#### [EXTRAIT PROPOSÉ]
——
D'après Pierre Villain, Échos du passé dans Le Vésinet, revue municipale n°64, septembre 1983.

Le Vésinet : Promenade à travers le temps

Pendant des dizaines d'années, les allées du Vésinet, forêt royale, avaient retenti du bruit des nombreuses chasses qu y organisèrent les rois Henri IV, Louis XIII et le jeune Louis XIV, accompagnés de la cour, durant leurs séjours au château de Saint-Germain-en-Laye. La presse locale signala, en 1860, à l'occasion du creusement du lac Supérieur, qu'un terrassier avait trouvé un camée qui représentait Mlle de la Vallière, favorite du roi-soleil. Elle l'avait offert, poursuivait l'article, à Mme de Montespan, qui allait la supplanter auprès du souverain. Puis Versailles ayant éclipsé Saint-Germain et la Révolution partagé la forêt entre les communes de Montesson, Le Pecq, Chatou et Croissy, Le bois du Vésinet s'assoupit lentement.

L'arrivée du chemin de fer en 1837 ne le fit pas sortir immédiatement de sa léthargie, mais constitua un élément important de sa seconde vie.
En 1856, Alphonse Pallu, placé à la tête d’un groupe de financiers, racheta les bois qui étaient rentrés dans le domaine de la couronne. Pallu avait très vite compris tout l'intérêt que présentait Le Vésinet, proche de Paris et relié à la capitale par le chemin de fer. Il décida de créer, de toutes pièces, un quartier résidentiel.
Les travaux débutèrent en 1858, sous la direction du comte de Choulot, paysagiste.
A la même époque, sur la partie des bois conservés par la maison impériale, fut édifié l'Asile destiné aux femmes convalescentes. L’établissement, placé sous le patronage de I'impératrice Eugénie, reçut à plusieurs reprises la visite des souverains, qui suivaient en même temps les transformations de la forêt.
L'industriel de Saint-Germain, dans son numéro du 30 juillet 1858 relate une de ces visites :

    Leurs majestés, arrivées par Chatou, se sont rendues ensuite au parc du Vésinet, où elles ont mis pied à terre et parcouru les environs du lac de la Station, entourées des respectueuses marques de sympathie de la part de nombreux promeneur, qu'avait attiré le passage des deux voitures découvertes, sans aucune escorte, et précédées seulement d'un piqueur à la livrée impériale. On pense, d'après quelque paroles de l’Empereur que l’inauguration du nouvel Asile se fera d'ici à peu de temps.

Autre visiteur, Emile Augier, qui demeurait à Croissy, et qui amenait ses hôtes au Vésinet. Les Parisiens, en villégiature l'été, pouvaient croiser dans les allées l'écrivain accompagné d'Eugène Labiche, Sainte-Beuve, Mérimée, Alexandre Dumas fils ou Théophile Gautier.
——
#### [DONNÉES FOURNIES]

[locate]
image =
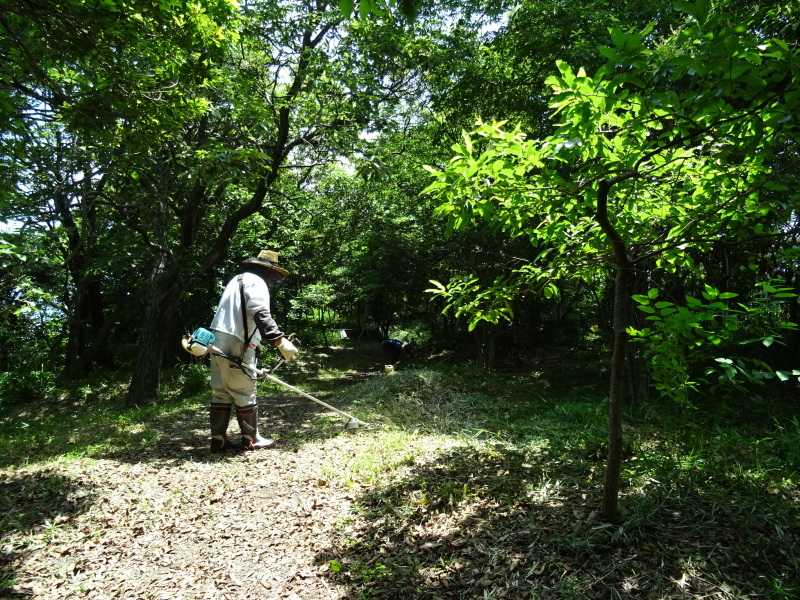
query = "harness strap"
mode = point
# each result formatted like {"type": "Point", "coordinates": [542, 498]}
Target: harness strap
{"type": "Point", "coordinates": [247, 338]}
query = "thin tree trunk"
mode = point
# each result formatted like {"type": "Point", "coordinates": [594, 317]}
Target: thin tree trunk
{"type": "Point", "coordinates": [624, 268]}
{"type": "Point", "coordinates": [159, 310]}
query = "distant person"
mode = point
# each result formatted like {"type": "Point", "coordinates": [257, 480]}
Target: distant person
{"type": "Point", "coordinates": [395, 350]}
{"type": "Point", "coordinates": [241, 323]}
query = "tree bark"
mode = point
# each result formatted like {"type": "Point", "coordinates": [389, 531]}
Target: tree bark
{"type": "Point", "coordinates": [159, 311]}
{"type": "Point", "coordinates": [624, 267]}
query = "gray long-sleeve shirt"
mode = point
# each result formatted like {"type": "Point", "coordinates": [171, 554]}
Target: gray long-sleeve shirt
{"type": "Point", "coordinates": [260, 323]}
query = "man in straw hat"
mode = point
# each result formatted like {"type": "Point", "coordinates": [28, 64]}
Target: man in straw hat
{"type": "Point", "coordinates": [242, 321]}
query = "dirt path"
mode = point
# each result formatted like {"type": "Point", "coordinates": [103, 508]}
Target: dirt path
{"type": "Point", "coordinates": [177, 522]}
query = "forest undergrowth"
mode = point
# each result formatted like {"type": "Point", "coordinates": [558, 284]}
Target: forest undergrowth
{"type": "Point", "coordinates": [468, 485]}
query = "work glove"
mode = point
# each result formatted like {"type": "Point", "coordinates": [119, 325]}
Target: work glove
{"type": "Point", "coordinates": [288, 349]}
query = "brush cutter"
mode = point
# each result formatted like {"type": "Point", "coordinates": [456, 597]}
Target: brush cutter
{"type": "Point", "coordinates": [201, 341]}
{"type": "Point", "coordinates": [261, 374]}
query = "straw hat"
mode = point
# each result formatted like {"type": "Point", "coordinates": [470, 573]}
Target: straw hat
{"type": "Point", "coordinates": [269, 259]}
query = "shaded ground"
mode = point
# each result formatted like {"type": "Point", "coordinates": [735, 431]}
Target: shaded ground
{"type": "Point", "coordinates": [448, 519]}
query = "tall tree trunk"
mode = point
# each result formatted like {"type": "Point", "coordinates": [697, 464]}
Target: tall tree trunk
{"type": "Point", "coordinates": [624, 267]}
{"type": "Point", "coordinates": [158, 314]}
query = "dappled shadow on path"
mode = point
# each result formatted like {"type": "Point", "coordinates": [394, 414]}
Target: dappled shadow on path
{"type": "Point", "coordinates": [472, 525]}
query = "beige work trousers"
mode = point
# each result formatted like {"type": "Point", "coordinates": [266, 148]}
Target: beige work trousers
{"type": "Point", "coordinates": [229, 384]}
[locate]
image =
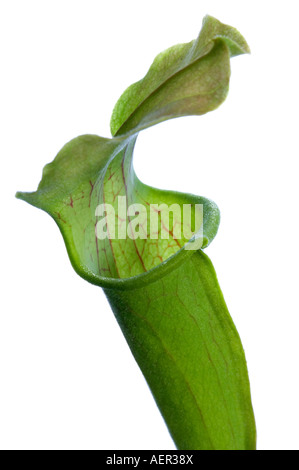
——
#### [CONSIGNE 1]
Quelles lignes contiennent la chaîne « person » ? Relevez-les toutes en tenant compte de la casse.
#### [CONSIGNE 2]
Prolongez le récit sur l'histoire du Vésinet à partir de sa dernière phrase.

#### [RÉSULTAT DE L'EXERCICE 1]
query = "distant person"
Target: distant person

#### [RÉSULTAT DE L'EXERCICE 2]
Mais le premier habitant illustre du Vésinet fut Georges Bizet qui vint passer tous ses étés de 1864 à 1871, dans une petit maison que son père avait fait construire.
En 1865, Céleste Mogador, comtesse de Chabrillan, s’installa également dans la nouvelle « colonie ». Elle se lia d amitié avec le compositeur qui lui écrivait :

    Lorsque vous habiterez ici, on s'ennuiera moins au Vésinet. On pourra faire de la musique chez vous. Tâchez d’avoir un bon piano.

Elle quitta sa propriété en 1871. Elle revint en 1880 et acheta' une maison entourée d'un grand jardin. Mais, couverte de dettes, elle quitta définitivement Le Vésinet trois ans plus tard.
En 1879, s'installa la famille de Vlaminck avec Maurice, futur peintre, alors âgé de trois ans. Il connut ici son premier maître en peinture, Robichon. Les de Vlaminck quittèrent Le Vésinet pour Chatou à la fin du siècle. Cependant, Maurice revint souvint, notamment avec Apollinaire.
A cette même époque, demeurait également ici le critique dramatique Henri Bauer, fils naturel d’Alexandre Dumas père. Les duels étant fréquents alors ; il lui arrivait de se battre dans son jardin.

Portrait de Gabriel Fauré par Sargent

Le Vésinet, revue municipale n°64, septembre 1983.

Gabriel Fauré loua pour sa famille une petite maison au 26, rue Alphonse-Pallu. Ils vinrent y passer les étés de 1885 à 1888. Autre personnalité de la musique, certes moins connue, Cécile Chaminade, dont la représentation de son opéra Callirhoé cette même année révéla le nom. Elle resta au Vésinet jusqu'en 1925.

Albert Robida, écrivain, illustrateur des plus grands écrivains de l’époque [*], s’installa en 1894. Il fut le créateur du célèbre quartier du vieux Paris de l’exposition de 1900. Une de ses œuvres figure chez de nombreux vésigondins ; il s'agit de l’affiche publicitaire qu’il réalisa en 1897 en collaboration avec Eugène Bourgeois, qui vante le charme du site et sa desserte rapide et fréquente par le chemin de fer. Robida partit en 1917.
Pour la fin du XIXe siècle, on peut citer l'égyptologue Gaston Maspéro, qui passa ici plusieurs étés à la rédaction de ses ouvrages ainsi que l'auteur des Cloches de Corneville, Robert Planquette [1]. En 1898, naquit Robert Aron, le futur historien et académicien.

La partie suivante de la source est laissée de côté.